● **MATERIAL FOR THIS EXERCISE**
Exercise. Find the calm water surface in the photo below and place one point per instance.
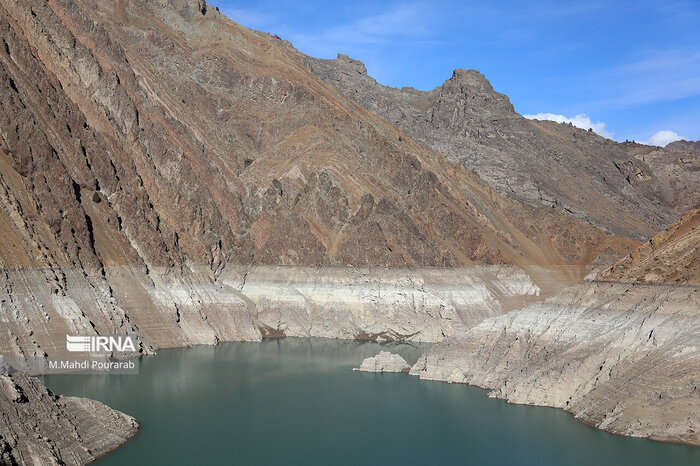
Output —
(298, 402)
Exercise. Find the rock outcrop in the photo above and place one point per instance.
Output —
(692, 147)
(249, 302)
(384, 362)
(541, 163)
(669, 257)
(622, 357)
(148, 147)
(40, 428)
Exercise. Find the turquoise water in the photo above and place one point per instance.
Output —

● **WHAT IS REQUIRED**
Considering only lines that contain the word "water", say how many there are in the data, with no other text.

● **RESPONSE TO THE EXERCISE**
2